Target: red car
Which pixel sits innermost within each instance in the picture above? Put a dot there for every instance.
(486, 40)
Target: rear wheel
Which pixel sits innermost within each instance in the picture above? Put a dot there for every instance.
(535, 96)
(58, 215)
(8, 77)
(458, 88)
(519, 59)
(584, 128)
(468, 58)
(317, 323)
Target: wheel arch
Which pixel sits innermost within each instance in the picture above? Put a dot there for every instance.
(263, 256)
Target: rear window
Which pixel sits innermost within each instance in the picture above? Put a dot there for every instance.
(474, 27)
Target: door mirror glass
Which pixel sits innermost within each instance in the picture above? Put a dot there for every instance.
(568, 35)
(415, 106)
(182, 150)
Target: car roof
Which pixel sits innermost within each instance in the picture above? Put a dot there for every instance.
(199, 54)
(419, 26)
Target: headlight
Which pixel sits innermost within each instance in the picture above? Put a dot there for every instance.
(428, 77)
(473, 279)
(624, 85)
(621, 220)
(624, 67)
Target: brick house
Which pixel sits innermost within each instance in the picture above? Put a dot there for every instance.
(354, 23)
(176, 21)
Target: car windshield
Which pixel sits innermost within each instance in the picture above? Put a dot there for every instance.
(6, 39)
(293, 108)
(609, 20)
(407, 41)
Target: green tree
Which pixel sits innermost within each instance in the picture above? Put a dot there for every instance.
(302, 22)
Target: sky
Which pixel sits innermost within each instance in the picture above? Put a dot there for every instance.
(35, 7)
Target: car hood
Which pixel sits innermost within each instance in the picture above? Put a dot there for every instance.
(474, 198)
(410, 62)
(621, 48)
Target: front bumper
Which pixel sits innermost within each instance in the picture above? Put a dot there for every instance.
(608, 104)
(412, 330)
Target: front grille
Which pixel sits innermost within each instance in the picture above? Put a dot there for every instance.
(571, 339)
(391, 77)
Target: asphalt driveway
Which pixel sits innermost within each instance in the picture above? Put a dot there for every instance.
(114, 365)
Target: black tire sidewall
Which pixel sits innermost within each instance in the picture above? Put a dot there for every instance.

◆ **AIM**:
Rewrite every one of the rows above as a numbered list, omitting any blank lines.

◆ **THE SOLUTION**:
1. Target: red car
2. Which pixel sits innermost within each instance in the picture above? Put a dot there for every instance.
3. (486, 40)
4. Target: rear wheel
5. Which pixel sits innermost within each instance in the picture above? Put a dot there for every instance.
6. (535, 96)
7. (58, 215)
8. (8, 77)
9. (458, 88)
10. (519, 59)
11. (584, 128)
12. (468, 58)
13. (317, 323)
14. Target: wheel arch
15. Which pixel sits innermost within each instance in the picture above? Put a dot there for every instance.
16. (263, 256)
17. Target: rear window
18. Which pixel sits innermost within each instance in the picture above? Put a dot there for every instance.
19. (474, 27)
20. Target: door mirror glass
21. Which pixel sits innermost within each instance in the picture above? Put a dot there for every instance.
22. (568, 35)
23. (415, 106)
24. (182, 150)
25. Target: car roof
26. Which pixel sits innermost within each instance in the picture above? Put a dot there for every instance.
27. (199, 54)
28. (419, 26)
29. Target: headlight
30. Which pixel sits innermost within each instance in the picture above? Put a dot there for every instance.
31. (428, 77)
32. (473, 279)
33. (624, 85)
34. (621, 220)
35. (624, 67)
36. Target: brick house
37. Which pixel sits innermost within each instance in the picture above? Put a dot there for every instance.
38. (354, 23)
39. (176, 21)
40. Target: car windshield
41. Which pixel sits innermost within each instance in the picture above? Put a dot there for every instance.
42. (6, 39)
43. (293, 108)
44. (609, 20)
45. (407, 41)
46. Target: green tree
47. Which pixel sits innermost within each instance in the picture above? Put a dot there for every instance.
48. (302, 22)
49. Target: sky
50. Which pixel sits innermost within each instance in the picture above? Put a dot there for every instance.
51. (35, 7)
52. Target: car hood
53. Which pixel sits innermost within each instance in the picture above? Put a dot there for every instance.
54. (474, 198)
55. (410, 62)
56. (621, 48)
57. Target: front bumper
58. Which pixel sits innermost within each instance in the picture above? Put a dot there for every instance.
59. (608, 104)
60. (412, 330)
61. Target: front grille
62. Which pixel sits innermost within each instance in the picture above? Put a dot there for every instance.
63. (571, 339)
64. (391, 77)
65. Target: asphalt driveway
66. Which pixel sits innermost within each instance in the picture above? Put a dot there for every instance.
67. (114, 365)
68. Target: black tire sidewall
69. Which pixel sits innermost within each instance in the picture above? Put a dot there for every instance.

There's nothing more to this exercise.